• [WHAT YOU NEED TO DO]: Copy out, exactly as written, only the line containing "Target: shoelace on sneaker" and the lines after it through the end of the records.

Start of INFORMATION PROVIDED

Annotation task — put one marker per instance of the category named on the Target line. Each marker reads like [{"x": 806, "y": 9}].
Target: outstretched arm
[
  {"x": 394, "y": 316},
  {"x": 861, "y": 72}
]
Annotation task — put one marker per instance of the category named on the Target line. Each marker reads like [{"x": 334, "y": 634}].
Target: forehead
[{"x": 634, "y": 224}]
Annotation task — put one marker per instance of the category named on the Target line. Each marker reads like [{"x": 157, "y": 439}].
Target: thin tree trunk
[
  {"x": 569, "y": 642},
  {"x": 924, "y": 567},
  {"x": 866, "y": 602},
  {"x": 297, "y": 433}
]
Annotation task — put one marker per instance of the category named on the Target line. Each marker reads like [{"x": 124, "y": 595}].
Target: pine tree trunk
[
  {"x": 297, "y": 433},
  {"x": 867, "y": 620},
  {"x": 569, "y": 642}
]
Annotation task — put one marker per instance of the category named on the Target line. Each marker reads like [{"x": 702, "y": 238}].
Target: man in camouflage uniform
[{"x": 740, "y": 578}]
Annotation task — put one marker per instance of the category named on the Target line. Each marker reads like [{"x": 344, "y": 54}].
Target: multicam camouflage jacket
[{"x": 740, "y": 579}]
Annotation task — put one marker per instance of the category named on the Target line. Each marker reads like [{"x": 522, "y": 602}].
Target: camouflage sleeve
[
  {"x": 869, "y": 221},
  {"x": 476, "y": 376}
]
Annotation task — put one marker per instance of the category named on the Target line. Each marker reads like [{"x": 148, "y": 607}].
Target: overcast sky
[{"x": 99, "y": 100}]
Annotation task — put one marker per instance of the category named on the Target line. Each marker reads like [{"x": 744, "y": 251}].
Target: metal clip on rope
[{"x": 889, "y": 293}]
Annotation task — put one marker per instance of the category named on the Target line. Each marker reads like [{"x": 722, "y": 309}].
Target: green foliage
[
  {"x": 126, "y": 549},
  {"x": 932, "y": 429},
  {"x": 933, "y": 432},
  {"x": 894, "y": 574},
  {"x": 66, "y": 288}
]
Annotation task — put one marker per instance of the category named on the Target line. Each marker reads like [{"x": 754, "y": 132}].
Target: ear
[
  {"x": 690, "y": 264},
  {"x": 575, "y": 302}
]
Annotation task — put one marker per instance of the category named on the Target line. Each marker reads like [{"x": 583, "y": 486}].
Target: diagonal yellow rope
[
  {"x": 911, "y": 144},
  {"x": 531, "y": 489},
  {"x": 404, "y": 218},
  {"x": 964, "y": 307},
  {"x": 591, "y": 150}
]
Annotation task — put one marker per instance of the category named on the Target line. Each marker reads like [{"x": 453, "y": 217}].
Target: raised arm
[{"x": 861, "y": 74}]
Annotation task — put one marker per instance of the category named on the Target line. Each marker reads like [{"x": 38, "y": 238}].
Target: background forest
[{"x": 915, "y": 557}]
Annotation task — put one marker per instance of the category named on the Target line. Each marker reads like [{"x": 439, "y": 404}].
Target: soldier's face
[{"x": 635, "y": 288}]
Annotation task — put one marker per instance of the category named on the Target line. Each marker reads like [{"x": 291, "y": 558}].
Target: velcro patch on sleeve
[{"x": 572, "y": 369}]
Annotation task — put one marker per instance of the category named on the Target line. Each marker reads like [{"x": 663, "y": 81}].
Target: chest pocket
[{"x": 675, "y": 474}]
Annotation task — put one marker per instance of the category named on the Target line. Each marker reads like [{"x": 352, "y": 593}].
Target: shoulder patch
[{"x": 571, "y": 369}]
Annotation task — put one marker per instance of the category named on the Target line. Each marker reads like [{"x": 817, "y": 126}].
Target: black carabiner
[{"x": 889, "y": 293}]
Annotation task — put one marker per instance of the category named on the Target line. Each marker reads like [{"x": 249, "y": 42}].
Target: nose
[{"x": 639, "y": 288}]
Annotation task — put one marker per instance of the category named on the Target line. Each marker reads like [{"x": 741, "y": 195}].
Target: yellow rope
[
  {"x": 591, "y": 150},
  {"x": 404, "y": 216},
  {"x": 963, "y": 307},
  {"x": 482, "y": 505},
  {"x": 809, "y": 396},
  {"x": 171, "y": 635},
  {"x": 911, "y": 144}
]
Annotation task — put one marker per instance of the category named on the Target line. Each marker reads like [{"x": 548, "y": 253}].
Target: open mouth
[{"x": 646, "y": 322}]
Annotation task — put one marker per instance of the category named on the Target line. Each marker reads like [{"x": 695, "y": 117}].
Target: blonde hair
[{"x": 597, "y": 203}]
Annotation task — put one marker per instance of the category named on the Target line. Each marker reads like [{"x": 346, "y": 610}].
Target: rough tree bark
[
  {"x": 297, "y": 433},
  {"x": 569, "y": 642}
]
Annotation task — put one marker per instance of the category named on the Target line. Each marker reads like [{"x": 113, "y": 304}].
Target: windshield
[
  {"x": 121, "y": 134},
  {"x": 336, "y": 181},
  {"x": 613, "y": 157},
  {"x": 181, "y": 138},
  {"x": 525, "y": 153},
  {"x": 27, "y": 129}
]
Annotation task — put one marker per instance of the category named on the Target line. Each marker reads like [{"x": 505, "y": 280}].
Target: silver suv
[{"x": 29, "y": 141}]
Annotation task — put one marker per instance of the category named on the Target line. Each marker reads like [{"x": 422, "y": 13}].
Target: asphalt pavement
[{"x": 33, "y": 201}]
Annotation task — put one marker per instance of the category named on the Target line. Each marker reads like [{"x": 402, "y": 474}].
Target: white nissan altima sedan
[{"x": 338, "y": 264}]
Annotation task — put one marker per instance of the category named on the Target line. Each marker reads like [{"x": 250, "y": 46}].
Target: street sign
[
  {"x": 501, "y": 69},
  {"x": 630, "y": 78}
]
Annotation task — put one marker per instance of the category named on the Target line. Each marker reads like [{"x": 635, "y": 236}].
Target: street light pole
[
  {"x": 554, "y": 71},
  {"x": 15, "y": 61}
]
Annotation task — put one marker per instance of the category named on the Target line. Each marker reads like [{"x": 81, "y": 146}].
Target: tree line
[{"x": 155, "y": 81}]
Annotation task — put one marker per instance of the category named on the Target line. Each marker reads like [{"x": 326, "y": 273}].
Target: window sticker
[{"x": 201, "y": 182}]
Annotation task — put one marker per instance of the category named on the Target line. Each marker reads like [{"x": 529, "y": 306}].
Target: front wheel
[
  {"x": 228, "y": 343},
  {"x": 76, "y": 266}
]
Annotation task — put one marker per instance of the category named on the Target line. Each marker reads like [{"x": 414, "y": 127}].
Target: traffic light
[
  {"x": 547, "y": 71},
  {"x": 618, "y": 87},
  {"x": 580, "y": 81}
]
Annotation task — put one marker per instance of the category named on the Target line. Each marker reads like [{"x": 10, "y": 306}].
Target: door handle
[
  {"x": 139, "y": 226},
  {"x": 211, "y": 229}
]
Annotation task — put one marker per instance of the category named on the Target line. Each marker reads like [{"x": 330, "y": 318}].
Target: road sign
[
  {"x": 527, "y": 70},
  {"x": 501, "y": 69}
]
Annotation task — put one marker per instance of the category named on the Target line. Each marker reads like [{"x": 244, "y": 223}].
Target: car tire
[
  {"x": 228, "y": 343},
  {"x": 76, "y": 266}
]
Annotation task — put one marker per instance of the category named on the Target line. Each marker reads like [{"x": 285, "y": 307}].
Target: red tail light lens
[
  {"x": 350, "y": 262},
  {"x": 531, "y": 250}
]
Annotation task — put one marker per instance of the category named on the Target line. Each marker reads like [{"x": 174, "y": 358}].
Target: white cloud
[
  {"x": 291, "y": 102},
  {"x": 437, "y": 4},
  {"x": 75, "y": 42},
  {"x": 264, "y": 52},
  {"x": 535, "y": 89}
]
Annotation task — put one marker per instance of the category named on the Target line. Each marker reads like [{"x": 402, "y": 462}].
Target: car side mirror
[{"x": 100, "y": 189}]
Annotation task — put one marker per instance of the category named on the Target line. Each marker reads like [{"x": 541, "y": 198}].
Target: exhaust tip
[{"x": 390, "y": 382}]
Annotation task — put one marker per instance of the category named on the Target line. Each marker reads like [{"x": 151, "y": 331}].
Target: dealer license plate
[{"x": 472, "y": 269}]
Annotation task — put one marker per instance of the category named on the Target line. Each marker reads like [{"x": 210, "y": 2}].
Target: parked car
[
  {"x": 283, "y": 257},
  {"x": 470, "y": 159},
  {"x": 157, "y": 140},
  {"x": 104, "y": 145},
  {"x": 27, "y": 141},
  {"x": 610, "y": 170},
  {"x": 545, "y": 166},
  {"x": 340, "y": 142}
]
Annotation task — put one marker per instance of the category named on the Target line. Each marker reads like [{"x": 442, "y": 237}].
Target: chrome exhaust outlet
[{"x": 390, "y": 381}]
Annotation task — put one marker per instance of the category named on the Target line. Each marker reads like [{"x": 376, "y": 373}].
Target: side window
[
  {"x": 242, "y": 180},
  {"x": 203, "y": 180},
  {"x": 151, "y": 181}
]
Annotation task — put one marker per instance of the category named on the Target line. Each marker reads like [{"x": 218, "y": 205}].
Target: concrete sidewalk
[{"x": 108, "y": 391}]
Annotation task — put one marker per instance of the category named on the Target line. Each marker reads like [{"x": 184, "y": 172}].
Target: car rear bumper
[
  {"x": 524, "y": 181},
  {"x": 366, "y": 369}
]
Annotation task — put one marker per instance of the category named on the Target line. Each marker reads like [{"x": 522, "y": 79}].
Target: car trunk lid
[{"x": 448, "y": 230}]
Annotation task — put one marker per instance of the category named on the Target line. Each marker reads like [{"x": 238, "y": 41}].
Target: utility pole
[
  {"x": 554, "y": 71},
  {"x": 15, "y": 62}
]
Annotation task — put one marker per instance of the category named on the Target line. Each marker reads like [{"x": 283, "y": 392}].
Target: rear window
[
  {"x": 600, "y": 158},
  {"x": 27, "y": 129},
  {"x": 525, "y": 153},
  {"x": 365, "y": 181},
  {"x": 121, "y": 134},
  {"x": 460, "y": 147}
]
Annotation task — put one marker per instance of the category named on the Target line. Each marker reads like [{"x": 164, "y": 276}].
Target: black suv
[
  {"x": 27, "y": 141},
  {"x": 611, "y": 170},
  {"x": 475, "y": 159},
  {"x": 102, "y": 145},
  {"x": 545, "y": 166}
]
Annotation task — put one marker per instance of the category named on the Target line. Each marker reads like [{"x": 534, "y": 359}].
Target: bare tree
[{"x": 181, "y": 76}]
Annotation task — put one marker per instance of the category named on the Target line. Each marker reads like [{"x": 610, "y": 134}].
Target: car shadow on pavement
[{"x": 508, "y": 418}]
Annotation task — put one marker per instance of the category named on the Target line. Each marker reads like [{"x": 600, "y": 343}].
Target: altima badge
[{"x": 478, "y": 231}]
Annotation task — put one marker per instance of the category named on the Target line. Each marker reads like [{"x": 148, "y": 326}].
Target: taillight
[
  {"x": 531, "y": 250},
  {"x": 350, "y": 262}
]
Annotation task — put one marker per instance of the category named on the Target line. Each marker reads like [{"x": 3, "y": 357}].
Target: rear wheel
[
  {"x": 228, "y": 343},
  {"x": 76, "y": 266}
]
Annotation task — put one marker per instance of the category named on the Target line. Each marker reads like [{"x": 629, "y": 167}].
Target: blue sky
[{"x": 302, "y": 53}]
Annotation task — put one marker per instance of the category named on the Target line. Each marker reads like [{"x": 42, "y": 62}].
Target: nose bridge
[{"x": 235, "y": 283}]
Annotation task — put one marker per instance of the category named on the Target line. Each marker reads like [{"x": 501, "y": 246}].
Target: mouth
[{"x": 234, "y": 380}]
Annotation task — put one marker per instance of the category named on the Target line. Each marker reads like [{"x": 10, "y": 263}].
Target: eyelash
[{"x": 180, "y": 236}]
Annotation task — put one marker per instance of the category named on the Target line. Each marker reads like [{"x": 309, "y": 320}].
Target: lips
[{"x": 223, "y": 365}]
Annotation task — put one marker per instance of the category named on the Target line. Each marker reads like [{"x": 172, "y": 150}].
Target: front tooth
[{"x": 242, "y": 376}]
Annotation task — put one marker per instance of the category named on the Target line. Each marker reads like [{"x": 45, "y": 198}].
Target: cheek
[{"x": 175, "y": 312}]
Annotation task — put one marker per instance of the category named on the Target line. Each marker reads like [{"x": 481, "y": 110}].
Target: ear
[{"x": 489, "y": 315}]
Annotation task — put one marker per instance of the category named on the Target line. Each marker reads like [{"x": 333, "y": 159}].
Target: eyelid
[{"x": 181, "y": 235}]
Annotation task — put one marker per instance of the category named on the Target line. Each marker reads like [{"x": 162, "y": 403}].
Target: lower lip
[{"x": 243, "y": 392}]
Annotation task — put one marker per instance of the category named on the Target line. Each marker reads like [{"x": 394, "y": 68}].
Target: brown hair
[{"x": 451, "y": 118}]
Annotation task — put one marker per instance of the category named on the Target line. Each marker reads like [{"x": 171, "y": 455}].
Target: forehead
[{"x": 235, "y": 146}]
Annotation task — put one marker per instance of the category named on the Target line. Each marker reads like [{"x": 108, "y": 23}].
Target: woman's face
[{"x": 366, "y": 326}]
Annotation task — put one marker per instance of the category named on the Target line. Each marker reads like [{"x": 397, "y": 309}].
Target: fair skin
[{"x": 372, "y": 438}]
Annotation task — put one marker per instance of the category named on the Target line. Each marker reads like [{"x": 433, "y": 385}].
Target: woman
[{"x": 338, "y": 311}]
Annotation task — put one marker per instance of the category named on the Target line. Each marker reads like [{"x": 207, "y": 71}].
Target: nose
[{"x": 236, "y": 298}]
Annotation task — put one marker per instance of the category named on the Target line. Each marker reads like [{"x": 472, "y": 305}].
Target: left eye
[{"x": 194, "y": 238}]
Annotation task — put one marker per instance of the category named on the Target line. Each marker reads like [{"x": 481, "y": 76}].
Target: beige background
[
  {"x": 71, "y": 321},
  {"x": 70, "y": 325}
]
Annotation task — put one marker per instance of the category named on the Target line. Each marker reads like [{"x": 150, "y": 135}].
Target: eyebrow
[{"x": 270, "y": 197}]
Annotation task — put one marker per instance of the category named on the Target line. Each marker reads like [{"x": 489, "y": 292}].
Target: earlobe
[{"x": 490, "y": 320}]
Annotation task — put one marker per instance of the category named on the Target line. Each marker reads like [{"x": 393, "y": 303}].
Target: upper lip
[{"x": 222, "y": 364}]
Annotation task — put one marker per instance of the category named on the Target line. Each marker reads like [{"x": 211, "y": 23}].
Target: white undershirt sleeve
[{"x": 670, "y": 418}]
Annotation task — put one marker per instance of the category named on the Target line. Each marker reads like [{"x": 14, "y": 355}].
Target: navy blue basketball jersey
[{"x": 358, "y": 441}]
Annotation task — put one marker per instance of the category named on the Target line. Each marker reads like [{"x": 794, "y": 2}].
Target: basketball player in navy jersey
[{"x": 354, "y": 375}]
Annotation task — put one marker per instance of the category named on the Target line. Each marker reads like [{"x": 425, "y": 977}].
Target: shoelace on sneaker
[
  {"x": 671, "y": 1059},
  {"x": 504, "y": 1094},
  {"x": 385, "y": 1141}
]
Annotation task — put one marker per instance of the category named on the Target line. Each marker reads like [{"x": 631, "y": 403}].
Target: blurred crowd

End of INFORMATION PROVIDED

• [EXERCISE RESULT]:
Target: shoelace on sneaker
[
  {"x": 671, "y": 1059},
  {"x": 504, "y": 1094},
  {"x": 385, "y": 1141}
]
Annotation task — put one marker per instance of the category named on the Target line. Each marker reads like [{"x": 631, "y": 403}].
Target: blurred crowd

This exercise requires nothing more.